__Exercise objective__:
Include in the output the line containing "Exercise. Mark every instance of the blue bench" and each subsequent line of the records, through the end, transcribed exactly. Add nothing else.

__Exercise materials__:
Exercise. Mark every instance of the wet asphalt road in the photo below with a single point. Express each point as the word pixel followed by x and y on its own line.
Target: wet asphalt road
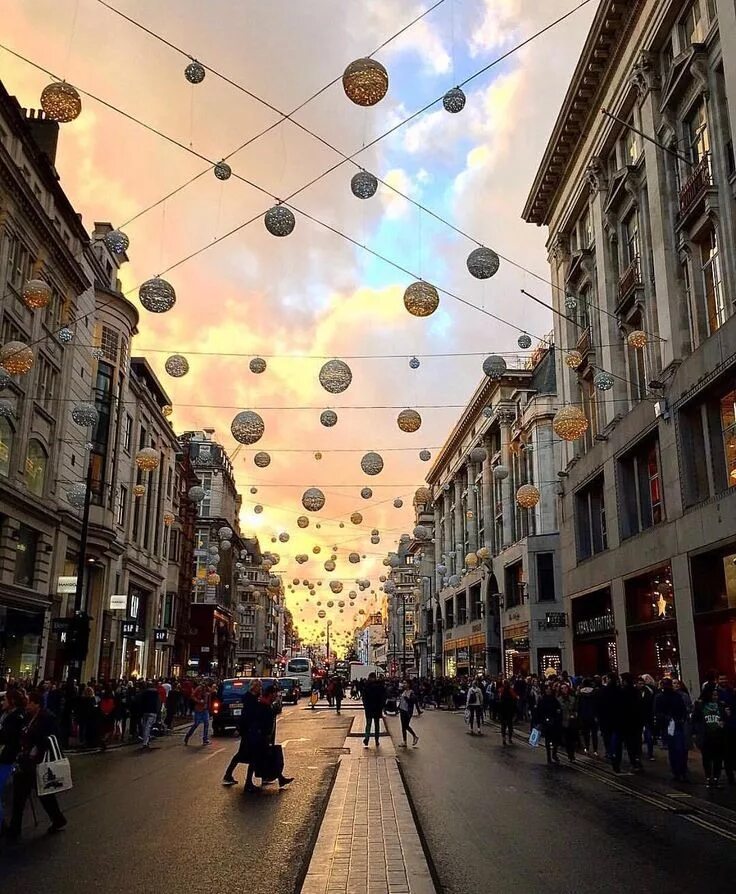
pixel 161 822
pixel 498 819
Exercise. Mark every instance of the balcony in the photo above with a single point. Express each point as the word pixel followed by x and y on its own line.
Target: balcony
pixel 629 280
pixel 695 186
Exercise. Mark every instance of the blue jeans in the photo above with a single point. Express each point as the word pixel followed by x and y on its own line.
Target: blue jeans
pixel 6 771
pixel 200 717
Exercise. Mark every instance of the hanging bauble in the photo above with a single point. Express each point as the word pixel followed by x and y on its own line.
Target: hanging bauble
pixel 372 463
pixel 637 339
pixel 335 376
pixel 363 185
pixel 454 100
pixel 116 241
pixel 61 102
pixel 279 220
pixel 527 496
pixel 76 494
pixel 247 427
pixel 16 358
pixel 421 299
pixel 494 367
pixel 194 72
pixel 603 380
pixel 365 82
pixel 147 459
pixel 157 295
pixel 176 366
pixel 570 423
pixel 85 414
pixel 313 499
pixel 36 294
pixel 409 420
pixel 483 263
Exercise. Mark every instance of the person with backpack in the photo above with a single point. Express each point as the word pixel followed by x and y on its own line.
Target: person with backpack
pixel 474 706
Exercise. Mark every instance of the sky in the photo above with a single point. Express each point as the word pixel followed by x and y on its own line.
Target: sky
pixel 313 293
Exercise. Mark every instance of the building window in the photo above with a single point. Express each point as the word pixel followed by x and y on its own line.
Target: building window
pixel 640 488
pixel 122 505
pixel 546 577
pixel 728 427
pixel 127 432
pixel 6 446
pixel 46 378
pixel 25 556
pixel 590 519
pixel 36 459
pixel 715 300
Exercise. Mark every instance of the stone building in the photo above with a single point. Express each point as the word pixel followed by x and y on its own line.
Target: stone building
pixel 494 598
pixel 640 209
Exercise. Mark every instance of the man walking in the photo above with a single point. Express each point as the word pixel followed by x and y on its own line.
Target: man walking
pixel 202 696
pixel 374 699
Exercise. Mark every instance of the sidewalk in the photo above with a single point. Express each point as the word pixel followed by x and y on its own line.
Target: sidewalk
pixel 368 842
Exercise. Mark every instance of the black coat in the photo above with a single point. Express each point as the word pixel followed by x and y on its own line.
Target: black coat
pixel 11 728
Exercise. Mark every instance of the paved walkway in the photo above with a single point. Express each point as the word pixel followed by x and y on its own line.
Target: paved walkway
pixel 368 841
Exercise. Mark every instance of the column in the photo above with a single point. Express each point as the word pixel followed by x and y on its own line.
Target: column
pixel 458 525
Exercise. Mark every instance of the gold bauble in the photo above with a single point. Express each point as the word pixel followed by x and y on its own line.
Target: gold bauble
pixel 570 423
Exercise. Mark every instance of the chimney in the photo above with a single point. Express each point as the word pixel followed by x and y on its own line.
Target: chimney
pixel 44 131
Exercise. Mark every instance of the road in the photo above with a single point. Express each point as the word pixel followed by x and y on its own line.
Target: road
pixel 160 821
pixel 498 819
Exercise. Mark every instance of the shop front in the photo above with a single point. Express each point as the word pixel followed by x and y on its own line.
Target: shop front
pixel 594 634
pixel 651 623
pixel 516 650
pixel 714 605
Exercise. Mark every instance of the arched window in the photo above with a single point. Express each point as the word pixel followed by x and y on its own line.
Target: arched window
pixel 36 460
pixel 6 446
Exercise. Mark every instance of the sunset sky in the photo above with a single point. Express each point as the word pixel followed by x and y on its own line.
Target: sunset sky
pixel 312 293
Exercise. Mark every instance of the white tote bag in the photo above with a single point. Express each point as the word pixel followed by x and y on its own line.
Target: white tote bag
pixel 53 774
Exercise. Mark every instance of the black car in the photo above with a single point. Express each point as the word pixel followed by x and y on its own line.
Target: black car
pixel 227 705
pixel 290 689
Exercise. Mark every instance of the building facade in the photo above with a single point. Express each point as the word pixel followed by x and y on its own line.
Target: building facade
pixel 494 600
pixel 640 206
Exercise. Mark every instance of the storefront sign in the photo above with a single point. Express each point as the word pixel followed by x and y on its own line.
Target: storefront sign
pixel 591 626
pixel 130 629
pixel 66 586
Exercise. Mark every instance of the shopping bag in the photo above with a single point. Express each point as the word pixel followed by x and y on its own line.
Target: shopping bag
pixel 271 766
pixel 53 774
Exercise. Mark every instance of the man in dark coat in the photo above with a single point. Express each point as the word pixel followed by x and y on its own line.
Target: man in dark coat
pixel 374 700
pixel 34 745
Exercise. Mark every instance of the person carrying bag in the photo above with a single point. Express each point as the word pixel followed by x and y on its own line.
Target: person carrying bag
pixel 34 768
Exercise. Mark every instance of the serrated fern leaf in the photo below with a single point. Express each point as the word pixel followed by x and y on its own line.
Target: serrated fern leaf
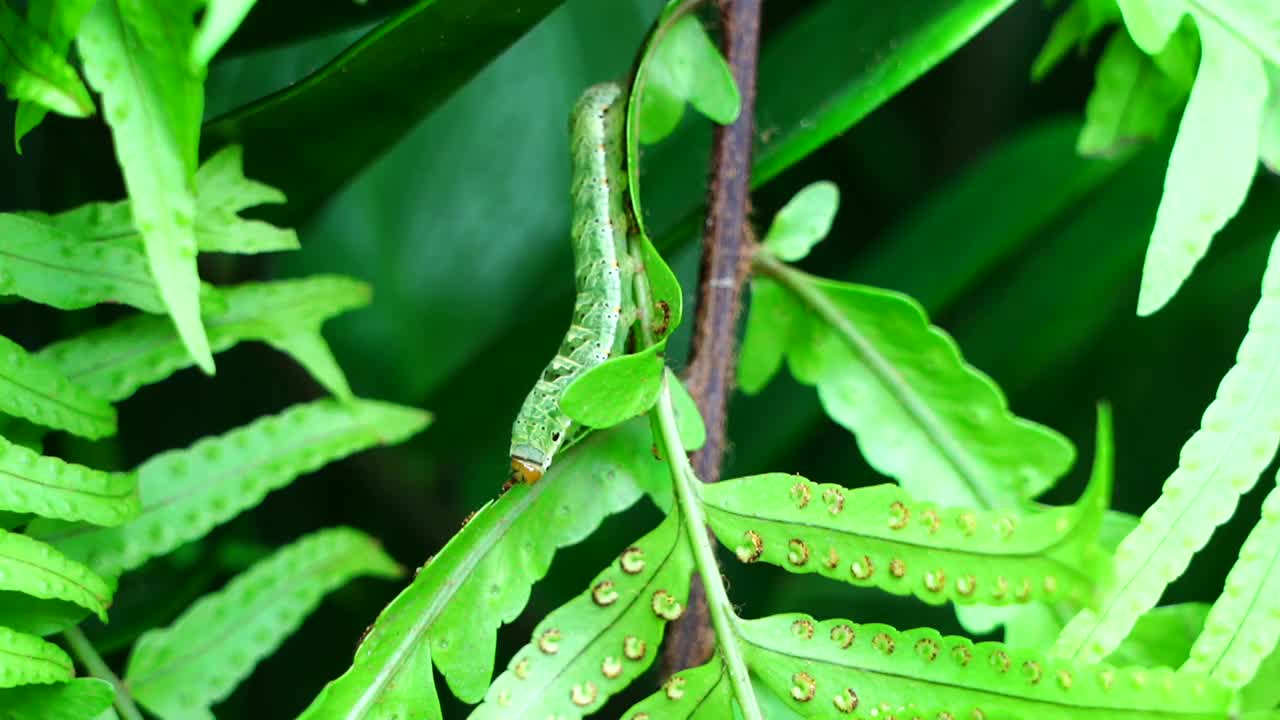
pixel 117 360
pixel 33 388
pixel 595 645
pixel 76 700
pixel 136 55
pixel 1243 624
pixel 30 660
pixel 919 411
pixel 1223 460
pixel 188 492
pixel 837 668
pixel 181 670
pixel 882 537
pixel 481 579
pixel 698 693
pixel 35 569
pixel 53 488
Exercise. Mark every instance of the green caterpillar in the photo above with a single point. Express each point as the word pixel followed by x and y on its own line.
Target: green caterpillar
pixel 603 309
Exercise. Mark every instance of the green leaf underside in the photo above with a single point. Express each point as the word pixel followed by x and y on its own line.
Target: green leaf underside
pixel 32 388
pixel 152 100
pixel 33 71
pixel 882 537
pixel 74 700
pixel 1212 162
pixel 35 569
pixel 698 693
pixel 115 360
pixel 1223 460
pixel 188 492
pixel 27 660
pixel 1243 624
pixel 919 411
pixel 803 222
pixel 53 488
pixel 595 645
pixel 218 641
pixel 827 666
pixel 481 579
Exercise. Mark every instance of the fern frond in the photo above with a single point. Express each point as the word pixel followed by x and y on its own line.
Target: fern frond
pixel 1223 460
pixel 32 388
pixel 481 579
pixel 115 360
pixel 136 55
pixel 1243 624
pixel 698 693
pixel 595 645
pixel 30 660
pixel 922 415
pixel 837 668
pixel 188 492
pixel 882 537
pixel 53 488
pixel 178 671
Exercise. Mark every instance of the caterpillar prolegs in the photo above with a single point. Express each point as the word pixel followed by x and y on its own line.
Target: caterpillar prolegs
pixel 603 309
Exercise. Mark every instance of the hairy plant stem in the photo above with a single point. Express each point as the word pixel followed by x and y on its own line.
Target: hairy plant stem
pixel 88 656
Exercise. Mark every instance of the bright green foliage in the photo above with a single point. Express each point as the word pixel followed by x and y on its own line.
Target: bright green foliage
pixel 35 569
pixel 74 700
pixel 32 388
pixel 188 492
pixel 136 55
pixel 698 693
pixel 30 660
pixel 1223 460
pixel 839 668
pixel 481 579
pixel 53 488
pixel 1243 625
pixel 178 671
pixel 115 360
pixel 595 645
pixel 56 21
pixel 882 537
pixel 919 411
pixel 803 222
pixel 33 71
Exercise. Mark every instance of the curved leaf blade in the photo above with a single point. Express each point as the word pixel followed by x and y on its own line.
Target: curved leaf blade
pixel 188 492
pixel 213 646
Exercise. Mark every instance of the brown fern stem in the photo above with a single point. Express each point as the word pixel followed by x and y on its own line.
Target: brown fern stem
pixel 726 261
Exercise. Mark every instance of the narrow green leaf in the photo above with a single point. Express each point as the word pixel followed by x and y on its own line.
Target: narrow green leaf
pixel 117 360
pixel 136 57
pixel 188 492
pixel 1244 623
pixel 222 18
pixel 1130 103
pixel 837 668
pixel 53 488
pixel 74 700
pixel 616 391
pixel 803 222
pixel 481 579
pixel 698 693
pixel 28 660
pixel 32 568
pixel 1237 438
pixel 595 645
pixel 33 71
pixel 1211 167
pixel 35 390
pixel 58 22
pixel 178 671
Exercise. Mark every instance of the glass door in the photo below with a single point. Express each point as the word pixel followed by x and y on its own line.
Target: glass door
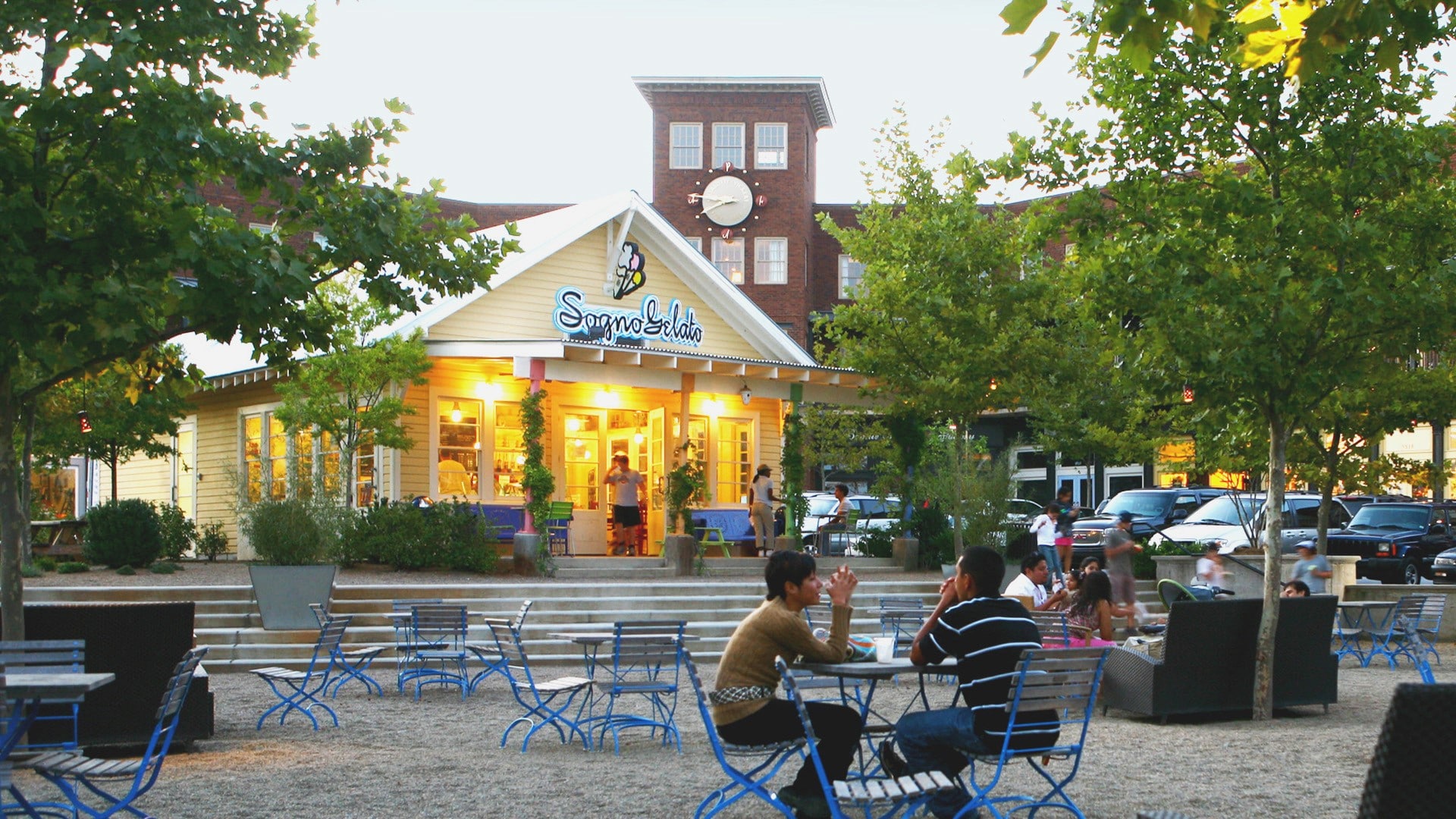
pixel 585 463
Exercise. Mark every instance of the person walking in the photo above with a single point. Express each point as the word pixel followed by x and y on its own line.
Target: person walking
pixel 761 497
pixel 626 515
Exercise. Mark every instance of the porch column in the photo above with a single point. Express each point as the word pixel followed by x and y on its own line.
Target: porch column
pixel 683 414
pixel 538 376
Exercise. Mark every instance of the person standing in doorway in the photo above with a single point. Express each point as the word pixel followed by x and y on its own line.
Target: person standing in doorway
pixel 1066 515
pixel 761 497
pixel 625 512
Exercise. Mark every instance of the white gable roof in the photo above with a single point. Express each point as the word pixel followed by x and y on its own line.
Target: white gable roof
pixel 541 237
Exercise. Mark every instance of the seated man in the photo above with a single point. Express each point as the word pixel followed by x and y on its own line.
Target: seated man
pixel 745 707
pixel 1031 583
pixel 987 634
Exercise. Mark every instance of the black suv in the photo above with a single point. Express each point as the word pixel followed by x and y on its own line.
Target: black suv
pixel 1397 542
pixel 1153 509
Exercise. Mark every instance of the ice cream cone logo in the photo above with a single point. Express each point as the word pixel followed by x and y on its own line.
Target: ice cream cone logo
pixel 629 271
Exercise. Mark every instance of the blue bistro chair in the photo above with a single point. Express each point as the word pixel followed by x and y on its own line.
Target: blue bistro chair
pixel 748 767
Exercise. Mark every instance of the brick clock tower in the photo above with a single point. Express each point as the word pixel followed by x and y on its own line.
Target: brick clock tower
pixel 733 169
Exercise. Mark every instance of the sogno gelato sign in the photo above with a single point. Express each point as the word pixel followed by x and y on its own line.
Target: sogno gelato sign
pixel 648 322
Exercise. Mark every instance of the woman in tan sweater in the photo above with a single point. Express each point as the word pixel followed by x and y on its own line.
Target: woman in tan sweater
pixel 745 707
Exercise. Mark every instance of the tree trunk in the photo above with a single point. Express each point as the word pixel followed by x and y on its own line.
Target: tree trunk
pixel 15 525
pixel 1273 539
pixel 960 493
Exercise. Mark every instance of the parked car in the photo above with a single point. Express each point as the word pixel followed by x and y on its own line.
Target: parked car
pixel 1400 542
pixel 1229 519
pixel 1153 509
pixel 823 506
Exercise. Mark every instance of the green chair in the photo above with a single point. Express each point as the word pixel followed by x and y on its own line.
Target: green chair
pixel 558 528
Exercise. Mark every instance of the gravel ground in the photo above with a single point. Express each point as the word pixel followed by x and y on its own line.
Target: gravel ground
pixel 441 757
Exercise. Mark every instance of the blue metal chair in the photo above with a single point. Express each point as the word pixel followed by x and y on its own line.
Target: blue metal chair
pixel 490 654
pixel 299 691
pixel 766 761
pixel 539 698
pixel 403 610
pixel 1053 695
pixel 351 664
pixel 645 659
pixel 437 657
pixel 36 656
pixel 871 798
pixel 72 771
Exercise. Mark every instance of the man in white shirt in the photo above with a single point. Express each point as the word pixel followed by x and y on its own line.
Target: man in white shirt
pixel 1033 583
pixel 625 510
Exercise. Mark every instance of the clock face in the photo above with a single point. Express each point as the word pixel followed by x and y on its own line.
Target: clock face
pixel 727 200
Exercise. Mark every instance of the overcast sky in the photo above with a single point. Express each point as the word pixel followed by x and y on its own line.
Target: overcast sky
pixel 533 99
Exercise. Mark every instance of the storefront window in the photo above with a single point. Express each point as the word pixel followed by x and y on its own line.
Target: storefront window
pixel 510 450
pixel 734 461
pixel 457 458
pixel 53 494
pixel 582 450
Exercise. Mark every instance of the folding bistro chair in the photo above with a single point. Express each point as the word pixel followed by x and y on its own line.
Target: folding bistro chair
pixel 71 771
pixel 766 760
pixel 874 799
pixel 437 656
pixel 490 654
pixel 351 664
pixel 644 665
pixel 558 528
pixel 57 726
pixel 1050 707
pixel 1389 632
pixel 299 691
pixel 403 610
pixel 539 698
pixel 902 618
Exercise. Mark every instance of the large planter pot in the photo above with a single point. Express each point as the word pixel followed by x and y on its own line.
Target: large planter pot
pixel 679 553
pixel 523 554
pixel 284 592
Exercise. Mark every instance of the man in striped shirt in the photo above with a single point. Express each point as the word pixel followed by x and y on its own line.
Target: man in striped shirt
pixel 986 632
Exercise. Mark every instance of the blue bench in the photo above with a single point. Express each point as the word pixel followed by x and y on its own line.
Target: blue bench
pixel 733 523
pixel 506 519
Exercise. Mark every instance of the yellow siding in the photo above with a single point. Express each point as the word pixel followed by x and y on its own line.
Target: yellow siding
pixel 520 308
pixel 146 479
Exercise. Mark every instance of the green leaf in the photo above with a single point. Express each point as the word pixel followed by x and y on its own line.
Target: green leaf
pixel 1041 53
pixel 1021 14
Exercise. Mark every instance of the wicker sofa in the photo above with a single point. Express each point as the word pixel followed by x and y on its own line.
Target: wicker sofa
pixel 1207 662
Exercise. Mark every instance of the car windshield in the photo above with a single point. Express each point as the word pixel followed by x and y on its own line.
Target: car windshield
pixel 1226 510
pixel 823 504
pixel 1389 518
pixel 1142 504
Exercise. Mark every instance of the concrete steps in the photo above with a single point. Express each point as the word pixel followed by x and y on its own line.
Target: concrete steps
pixel 228 617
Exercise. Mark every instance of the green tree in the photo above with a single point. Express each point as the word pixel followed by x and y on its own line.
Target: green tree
pixel 353 394
pixel 948 316
pixel 131 410
pixel 115 136
pixel 1305 37
pixel 1263 245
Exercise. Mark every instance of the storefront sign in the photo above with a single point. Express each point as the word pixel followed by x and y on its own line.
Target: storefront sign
pixel 676 325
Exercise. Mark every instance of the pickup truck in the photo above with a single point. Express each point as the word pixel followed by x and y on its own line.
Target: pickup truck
pixel 1397 542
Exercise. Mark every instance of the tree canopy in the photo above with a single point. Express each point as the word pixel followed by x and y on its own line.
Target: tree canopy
pixel 115 143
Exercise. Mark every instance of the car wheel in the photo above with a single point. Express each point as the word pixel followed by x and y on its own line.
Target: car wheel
pixel 1411 573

__Solution to the exercise__:
Exercise. Mark every instance of the blue bench in the photo above with a single point. Express each point as the word pixel followed by x and y on its own line.
Target: blue bench
pixel 733 523
pixel 506 519
Exercise. Mark every instance of the yellow siding in the photo above with a single point. Express each point as the word pixel followed by x and y on its own line.
Target: yellow siding
pixel 520 308
pixel 146 479
Exercise. Mark every instance of the green leaf in the photo above with a single point. Express each point as the word pixel followed by x and y on its own line.
Target: green leaf
pixel 1041 53
pixel 1021 14
Exercise. Mark every instance of the wicker sofa in the photo above with a single point. Express each point as the word pixel followed by x and y on its own line.
Target: wicker sofa
pixel 1207 662
Exercise. Mark every instance of the car windshield in the photo above with a single point. Express each point as the word pixel followed by x and y on its own line.
Target: car windshield
pixel 1226 510
pixel 823 504
pixel 1389 518
pixel 1142 504
Exercise. Mark every instance of the concrete steps in the photo above with a single point. Express each point as the word pixel followed by x and y on its own line.
Target: concrete steps
pixel 228 617
Exercise. Mark every instance of the green tree in the photo above with a single point. Express each point as the word pixel followed by x and y on its own line.
Target: green tree
pixel 353 394
pixel 948 316
pixel 131 410
pixel 115 136
pixel 1305 37
pixel 1263 245
Exercise. Mark every instance of the storefront sign in the photo above with a single point. Express each point as the word pixel followed by x and y on its own line.
Target: storefront sign
pixel 676 325
Exercise. Mark every instance of the pickup truck in the photo above with a single point. Express each point as the word pixel followed by x and y on its own line.
Target: pickup truck
pixel 1397 542
Exercise. Mark every instance of the tree canopy in the photo above with a single point. Express each point as the word pixel followed by x and y on its own line.
Target: tree canopy
pixel 115 143
Exercise. Mark every instance of the car wheel in the photo above with a single point. Express each point as the word pixel followed by x and y on its own line.
Target: car wheel
pixel 1411 573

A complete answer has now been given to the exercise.